Task material:
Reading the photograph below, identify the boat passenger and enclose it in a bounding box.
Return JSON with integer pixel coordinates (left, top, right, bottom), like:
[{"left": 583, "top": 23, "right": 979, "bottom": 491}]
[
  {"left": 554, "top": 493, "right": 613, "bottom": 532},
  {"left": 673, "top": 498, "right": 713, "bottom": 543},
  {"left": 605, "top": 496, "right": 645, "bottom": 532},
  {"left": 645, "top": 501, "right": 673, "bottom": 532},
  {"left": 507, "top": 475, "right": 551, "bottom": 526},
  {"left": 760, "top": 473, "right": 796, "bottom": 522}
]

Description of the task:
Put every one of the lines above into a Markdown table with two columns, No. for the row number and Text for the line, and leave out any blank lines.

Solution to the exercise:
| No. | Text |
|---|---|
| 1 | Reading the photograph below, identify the boat passenger and enclose it in a bounding box. |
| 2 | Return JSON with integer pixel coordinates (left, top, right, bottom), like: |
| 3 | [{"left": 583, "top": 23, "right": 979, "bottom": 491}] |
| 4 | [ |
| 5 |   {"left": 554, "top": 493, "right": 613, "bottom": 532}, |
| 6 |   {"left": 673, "top": 498, "right": 713, "bottom": 543}, |
| 7 |   {"left": 605, "top": 496, "right": 645, "bottom": 532}, |
| 8 |   {"left": 645, "top": 501, "right": 673, "bottom": 532}, |
| 9 |   {"left": 507, "top": 475, "right": 551, "bottom": 526}, |
| 10 |   {"left": 760, "top": 473, "right": 796, "bottom": 522} |
| 11 | ] |